◆ WHAT IS EXPECTED
Could you reproduce the full article about Americans' "euro summer" travel to Europe word for word?

:: PASSAGE FOR REVIEW ::

Welcome to the ‘new grand tour’: Americans claim their ‘euro summer’ moment

ROME - According to the US National Travel and Tourism Office, 7.7 million Americans flew to Europe in the first 5 months of 2025, a 6 per cent increase on the previous year. The dominance of American accents in many European hotspots this year leaves many of us thinking, what’s with the sudden inundation?
The United States and the Middle East aren’t exactly stable places to go on holiday at the moment, which can explain some of the attraction to Europe. Alongside this, internal European tourism is down on 2024, reflecting economic caution on the continent.
Indeed, the boom in American tourists to Europe may well reflect the increasing economic gap between the two continents. Americans in many cases earn three to four times the salaries of their European counterparts. A ‘Neo-Grand Tour’ is emerging and this time it is young Americans freshly loaded on energy and tech bucks, rather than Northern European aristocrats splashing industrial pounds.
This new Grand Tour is defined by wealthy Americans seeking their ‘euro summer’ moment - an online trend associated with Americans discovering such novelties as walking-to-places and affordable-fresh-food.
As with the first Grand Tour, newly minted Americans are seeking European refinement, or to borrow the framing of Sociologist Pierre Bourdieu, ‘cultural capital’. This is the idea that Americans are looking to signify their cultural superiority through the ‘euro summer’. Social media is key to this, no euro summer would be complete without the golden hour spritz pics and museum selfies. Americans are visiting a continent to communicate back to their own: I have money, but I also have taste.
Just like the 1800s, Rome remains on the Tour menu. Americans were the second largest visitor group to the city last year, ahead of the French and British. Not bad considering there is an entire ocean in the way. It is likely that the US will come within striking distance of the indomitable German tourist this year.

:::
:: SUPPLIED DATA ::

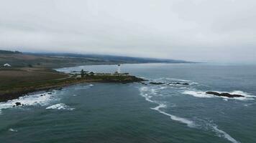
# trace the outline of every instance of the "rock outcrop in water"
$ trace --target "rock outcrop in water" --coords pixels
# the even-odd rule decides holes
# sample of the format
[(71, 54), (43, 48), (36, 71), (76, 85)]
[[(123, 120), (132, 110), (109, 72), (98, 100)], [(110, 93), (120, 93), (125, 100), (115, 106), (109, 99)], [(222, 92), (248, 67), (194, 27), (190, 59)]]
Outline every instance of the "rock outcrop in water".
[(165, 84), (165, 83), (163, 82), (150, 82), (150, 84), (155, 84), (155, 85), (161, 85), (161, 84)]
[(15, 104), (16, 104), (16, 106), (21, 106), (22, 103), (21, 102), (16, 102)]
[(180, 82), (168, 82), (168, 83), (164, 83), (164, 82), (150, 82), (151, 84), (155, 84), (155, 85), (161, 85), (161, 84), (168, 84), (168, 85), (189, 85), (188, 83), (180, 83)]
[(218, 97), (227, 97), (229, 98), (234, 98), (234, 97), (244, 97), (244, 96), (240, 95), (240, 94), (232, 94), (229, 93), (219, 93), (216, 92), (206, 92), (206, 94), (211, 94), (211, 95), (215, 95)]
[(173, 85), (189, 85), (188, 83), (180, 83), (180, 82), (169, 82), (168, 84)]

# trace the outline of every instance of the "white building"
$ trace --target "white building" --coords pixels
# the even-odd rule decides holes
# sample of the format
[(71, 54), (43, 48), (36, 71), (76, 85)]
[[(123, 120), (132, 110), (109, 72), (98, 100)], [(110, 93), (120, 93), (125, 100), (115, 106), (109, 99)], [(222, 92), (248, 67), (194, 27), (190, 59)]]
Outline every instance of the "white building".
[(4, 64), (4, 66), (5, 66), (5, 67), (11, 67), (12, 66), (9, 64)]
[(116, 72), (117, 72), (118, 74), (121, 74), (120, 64), (117, 65), (117, 71)]

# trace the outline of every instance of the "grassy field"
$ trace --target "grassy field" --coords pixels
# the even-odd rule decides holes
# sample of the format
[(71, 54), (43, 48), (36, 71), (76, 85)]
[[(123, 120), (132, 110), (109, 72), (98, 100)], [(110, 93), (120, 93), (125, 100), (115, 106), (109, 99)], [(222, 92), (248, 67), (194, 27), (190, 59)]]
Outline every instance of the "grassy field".
[[(58, 72), (52, 69), (78, 65), (113, 64), (122, 61), (96, 58), (70, 57), (25, 54), (18, 51), (0, 50), (0, 102), (18, 98), (27, 93), (47, 90), (63, 86), (90, 82), (140, 82), (133, 76), (75, 76)], [(4, 67), (8, 63), (12, 67)]]
[(8, 63), (14, 67), (58, 68), (78, 65), (111, 64), (119, 63), (99, 59), (41, 56), (25, 54), (0, 54), (0, 67)]

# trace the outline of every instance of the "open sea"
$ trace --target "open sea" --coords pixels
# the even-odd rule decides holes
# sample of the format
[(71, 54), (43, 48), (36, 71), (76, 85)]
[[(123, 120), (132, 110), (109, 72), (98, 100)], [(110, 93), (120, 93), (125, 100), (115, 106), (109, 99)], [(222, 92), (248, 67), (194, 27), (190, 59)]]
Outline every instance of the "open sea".
[[(81, 69), (114, 72), (117, 67), (58, 70)], [(148, 79), (147, 84), (86, 83), (0, 103), (0, 142), (256, 142), (256, 66), (145, 64), (121, 69)], [(17, 102), (24, 106), (13, 107)]]

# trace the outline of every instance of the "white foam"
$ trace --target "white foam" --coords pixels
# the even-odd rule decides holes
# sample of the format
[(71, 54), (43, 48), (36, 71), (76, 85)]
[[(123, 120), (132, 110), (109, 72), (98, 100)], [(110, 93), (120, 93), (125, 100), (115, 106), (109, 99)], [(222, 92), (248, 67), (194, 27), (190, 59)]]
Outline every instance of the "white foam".
[(75, 108), (70, 108), (68, 105), (63, 103), (56, 104), (52, 106), (50, 106), (46, 108), (46, 109), (68, 109), (68, 110), (73, 110)]
[(14, 129), (12, 129), (12, 128), (10, 128), (10, 129), (9, 129), (9, 131), (10, 131), (10, 132), (18, 132), (18, 130)]
[(238, 99), (238, 100), (254, 100), (255, 99), (254, 98), (256, 97), (255, 96), (250, 95), (250, 94), (248, 94), (247, 92), (242, 92), (242, 91), (234, 91), (232, 92), (219, 92), (219, 91), (214, 91), (214, 92), (216, 92), (219, 93), (229, 93), (231, 94), (240, 94), (240, 95), (242, 95), (244, 97), (229, 98), (227, 97), (219, 97), (219, 96), (208, 94), (206, 93), (206, 92), (196, 91), (196, 90), (186, 90), (182, 93), (184, 94), (192, 95), (193, 97), (201, 97), (201, 98), (220, 97), (220, 98), (224, 98), (225, 101), (227, 101), (228, 99)]
[(53, 91), (52, 92), (45, 92), (42, 94), (27, 95), (27, 96), (21, 97), (16, 99), (9, 100), (5, 102), (1, 102), (0, 114), (1, 113), (2, 109), (13, 108), (14, 106), (16, 105), (15, 104), (16, 102), (20, 102), (24, 106), (32, 106), (32, 105), (45, 106), (48, 104), (50, 102), (58, 99), (58, 98), (53, 99), (52, 98), (53, 96), (55, 96), (55, 91)]
[(193, 97), (200, 97), (200, 98), (211, 98), (211, 97), (214, 97), (214, 96), (207, 94), (204, 92), (197, 92), (197, 91), (193, 91), (193, 90), (186, 90), (186, 91), (184, 91), (183, 92), (183, 94), (192, 95)]
[(191, 82), (190, 80), (186, 80), (186, 79), (175, 79), (175, 78), (168, 78), (168, 77), (162, 77), (158, 79), (159, 80), (169, 80), (169, 81), (179, 81), (179, 82)]
[(232, 142), (233, 143), (239, 143), (238, 141), (234, 139), (233, 137), (232, 137), (227, 132), (218, 129), (216, 126), (213, 127), (213, 129), (214, 129), (214, 132), (216, 132), (221, 137), (224, 137), (225, 139), (228, 139), (229, 141), (230, 141), (230, 142)]
[(152, 94), (153, 95), (156, 94), (155, 92), (155, 89), (149, 89), (149, 87), (142, 87), (140, 88), (140, 92), (141, 92), (141, 95), (142, 97), (144, 97), (145, 98), (145, 99), (150, 102), (152, 102), (152, 103), (155, 103), (155, 104), (158, 104), (159, 105), (155, 108), (151, 108), (152, 109), (156, 110), (158, 112), (165, 114), (166, 116), (168, 116), (170, 117), (170, 119), (173, 121), (178, 121), (179, 122), (187, 124), (188, 127), (194, 127), (194, 123), (193, 121), (188, 120), (187, 119), (185, 118), (182, 118), (182, 117), (179, 117), (168, 113), (166, 113), (165, 112), (163, 112), (161, 110), (160, 110), (160, 108), (165, 108), (166, 107), (166, 104), (164, 104), (163, 103), (158, 103), (156, 101), (153, 101), (151, 99), (151, 98), (152, 97), (151, 95), (149, 95), (149, 94), (147, 94), (147, 92)]

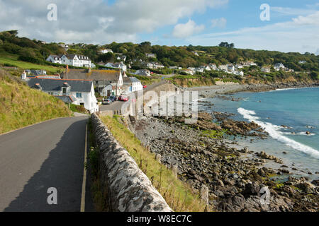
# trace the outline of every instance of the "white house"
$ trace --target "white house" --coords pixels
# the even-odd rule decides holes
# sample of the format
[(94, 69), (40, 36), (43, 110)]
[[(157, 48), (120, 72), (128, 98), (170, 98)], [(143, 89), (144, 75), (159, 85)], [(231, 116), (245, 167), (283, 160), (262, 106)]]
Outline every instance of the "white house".
[(113, 54), (113, 50), (111, 49), (102, 49), (99, 50), (98, 52), (99, 54), (107, 54), (108, 52), (111, 52), (111, 53)]
[(91, 61), (88, 56), (79, 54), (50, 55), (47, 61), (55, 64), (67, 64), (74, 66), (91, 68)]
[(186, 70), (183, 70), (181, 71), (181, 72), (184, 72), (186, 73), (189, 73), (191, 75), (194, 75), (195, 73), (195, 71), (191, 69), (186, 69)]
[(218, 69), (221, 71), (226, 71), (228, 69), (228, 66), (227, 65), (220, 65)]
[(262, 68), (261, 71), (262, 72), (264, 72), (264, 73), (269, 73), (270, 72), (270, 67), (269, 67), (269, 66), (263, 66)]
[(275, 69), (276, 71), (279, 71), (280, 69), (284, 69), (285, 66), (282, 63), (277, 63), (275, 64), (274, 68)]
[(150, 58), (156, 58), (156, 55), (155, 54), (145, 54), (146, 57)]
[(140, 69), (135, 71), (135, 75), (138, 76), (147, 76), (147, 77), (150, 77), (150, 70), (147, 69)]
[(216, 71), (217, 69), (216, 64), (209, 64), (209, 66), (211, 67), (211, 69), (212, 70)]
[(128, 86), (128, 90), (125, 91), (135, 92), (142, 90), (143, 86), (138, 78), (135, 77), (127, 77), (123, 79), (123, 85)]
[(113, 69), (120, 69), (122, 71), (127, 71), (127, 66), (124, 64), (123, 62), (120, 63), (107, 63), (106, 65), (104, 65), (106, 67), (108, 68), (113, 68)]
[(228, 69), (228, 71), (235, 71), (235, 66), (233, 66), (233, 64), (228, 64), (227, 66), (227, 69)]
[(51, 63), (55, 63), (55, 64), (62, 64), (62, 59), (61, 59), (61, 56), (62, 55), (50, 55), (46, 61), (51, 62)]
[(28, 85), (30, 88), (52, 95), (66, 103), (82, 105), (90, 113), (99, 112), (91, 81), (33, 78), (28, 81)]

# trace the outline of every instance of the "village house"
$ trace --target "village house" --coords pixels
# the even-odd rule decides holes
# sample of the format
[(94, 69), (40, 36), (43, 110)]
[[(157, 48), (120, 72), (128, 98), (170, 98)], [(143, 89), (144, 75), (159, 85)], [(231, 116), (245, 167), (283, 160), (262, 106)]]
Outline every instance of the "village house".
[(146, 57), (150, 58), (156, 58), (156, 55), (155, 54), (145, 54)]
[(126, 91), (126, 93), (140, 91), (143, 89), (143, 86), (142, 85), (140, 81), (135, 77), (124, 78), (123, 85), (127, 85), (128, 87), (126, 90), (123, 89), (123, 91)]
[(274, 68), (278, 71), (281, 69), (284, 69), (286, 67), (282, 63), (276, 63), (274, 64)]
[(209, 64), (209, 66), (211, 67), (211, 69), (212, 69), (212, 70), (213, 70), (213, 71), (216, 71), (216, 70), (217, 70), (217, 66), (216, 66), (216, 64)]
[(269, 67), (269, 66), (263, 66), (262, 68), (261, 71), (264, 73), (269, 73), (271, 70), (270, 70), (270, 67)]
[(198, 53), (197, 52), (196, 52), (196, 51), (192, 51), (191, 52), (192, 52), (193, 54), (194, 54), (196, 56), (199, 56), (199, 54), (198, 54)]
[(62, 64), (62, 59), (61, 59), (61, 56), (63, 56), (63, 54), (60, 54), (60, 55), (50, 55), (46, 61), (51, 62), (51, 63), (55, 63), (55, 64)]
[(227, 65), (220, 65), (220, 66), (218, 66), (218, 69), (219, 69), (220, 71), (228, 71), (228, 66), (227, 66)]
[(140, 76), (147, 76), (150, 77), (150, 71), (147, 69), (140, 69), (135, 71), (135, 75)]
[(119, 95), (122, 93), (125, 71), (115, 70), (70, 69), (60, 74), (62, 78), (90, 80), (96, 92), (103, 96)]
[(257, 66), (256, 63), (254, 63), (254, 61), (251, 61), (243, 62), (242, 64), (243, 66)]
[(124, 63), (123, 61), (121, 62), (118, 62), (118, 63), (107, 63), (106, 65), (104, 65), (104, 66), (106, 67), (108, 67), (108, 68), (113, 68), (113, 69), (119, 69), (122, 71), (127, 71), (127, 66), (125, 64), (124, 64)]
[(51, 63), (67, 64), (79, 67), (91, 67), (91, 59), (88, 56), (79, 54), (50, 55), (47, 61)]
[(164, 69), (165, 66), (157, 62), (146, 62), (144, 65), (149, 69)]
[(194, 75), (195, 73), (195, 71), (194, 70), (191, 70), (191, 69), (182, 70), (181, 72), (184, 72), (186, 73), (189, 73), (191, 75)]
[(227, 66), (227, 69), (229, 71), (235, 71), (235, 66), (233, 66), (233, 64), (228, 64)]
[(93, 82), (87, 80), (33, 78), (28, 85), (65, 103), (82, 105), (90, 113), (99, 112)]
[(105, 54), (108, 52), (111, 52), (113, 54), (113, 50), (111, 49), (101, 49), (99, 50), (99, 52), (98, 52), (98, 53), (101, 54)]

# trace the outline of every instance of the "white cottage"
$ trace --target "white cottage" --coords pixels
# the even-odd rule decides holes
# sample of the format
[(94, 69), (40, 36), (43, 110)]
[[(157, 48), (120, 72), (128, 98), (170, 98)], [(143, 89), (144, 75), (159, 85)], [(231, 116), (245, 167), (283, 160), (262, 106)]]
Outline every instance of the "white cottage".
[(33, 78), (28, 85), (66, 103), (82, 105), (90, 113), (99, 112), (93, 81), (88, 80)]

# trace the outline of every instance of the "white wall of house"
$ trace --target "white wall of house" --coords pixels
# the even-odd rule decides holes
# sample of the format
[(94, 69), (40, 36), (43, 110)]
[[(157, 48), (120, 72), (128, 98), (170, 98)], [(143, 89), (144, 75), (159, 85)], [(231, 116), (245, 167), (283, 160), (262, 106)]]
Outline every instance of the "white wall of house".
[[(62, 96), (63, 95), (62, 89), (61, 90), (45, 90), (43, 91), (50, 95), (55, 96)], [(91, 88), (90, 92), (73, 92), (69, 90), (69, 88), (67, 89), (67, 93), (65, 95), (67, 96), (73, 96), (77, 98), (77, 100), (73, 102), (72, 104), (76, 105), (81, 105), (82, 103), (84, 104), (84, 107), (86, 109), (89, 110), (90, 113), (99, 112), (99, 105), (97, 105), (96, 97), (95, 97), (94, 87)]]

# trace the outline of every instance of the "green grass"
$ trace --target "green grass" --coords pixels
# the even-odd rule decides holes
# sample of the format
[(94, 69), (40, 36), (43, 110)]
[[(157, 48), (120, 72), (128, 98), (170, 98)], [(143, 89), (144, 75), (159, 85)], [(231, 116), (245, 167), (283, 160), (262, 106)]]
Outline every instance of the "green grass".
[(177, 179), (171, 170), (157, 162), (155, 155), (119, 121), (119, 117), (103, 117), (101, 119), (174, 211), (204, 211), (205, 204), (198, 194), (186, 184)]
[(62, 101), (0, 70), (0, 134), (72, 114)]
[(33, 63), (18, 61), (18, 56), (3, 52), (0, 53), (0, 64), (16, 66), (22, 69), (44, 69), (52, 73), (55, 73), (59, 69), (63, 69), (62, 67), (58, 68), (48, 65), (38, 65)]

:::

◆ RESPONSE AREA
Welcome to the ‘new grand tour’: Americans claim their ‘euro summer’ moment

ROME - According to the US National Travel and Tourism Office, 7.7 million Americans flew to Europe in the first 5 months of 2025, a 6 per cent increase on the previous year. The dominance of American accents in many European hotspots this year leaves many of us thinking, what’s with the sudden inundation?
The United States and the Middle East aren’t exactly stable places to go on holiday at the moment, which can explain some of the attraction to Europe. Alongside this, internal European tourism is down on 2024, reflecting economic caution on the continent.
Indeed, the boom in American tourists to Europe may well reflect the increasing economic gap between the two continents. Americans in many cases earn three to four times the salaries of their European counterparts. A ‘Neo-Grand Tour’ is emerging and this time it is young Americans freshly loaded on energy and tech bucks, rather than Northern European aristocrats splashing industrial pounds.
This new Grand Tour is defined by wealthy Americans seeking their ‘euro summer’ moment - an online trend associated with Americans discovering such novelties as walking-to-places and affordable-fresh-food.
As with the first Grand Tour, newly minted Americans are seeking European refinement, or to borrow the framing of Sociologist Pierre Bourdieu, ‘cultural capital’. This is the idea that Americans are looking to signify their cultural superiority through the ‘euro summer’. Social media is key to this, no euro summer would be complete without the golden hour spritz pics and museum selfies. Americans are visiting a continent to communicate back to their own: I have money, but I also have taste.
Just like the 1800s, Rome remains on the Tour menu. Americans were the second largest visitor group to the city last year, ahead of the French and British. Not bad considering there is an entire ocean in the way. It is likely that the US will come within striking distance of the indomitable German tourist this year.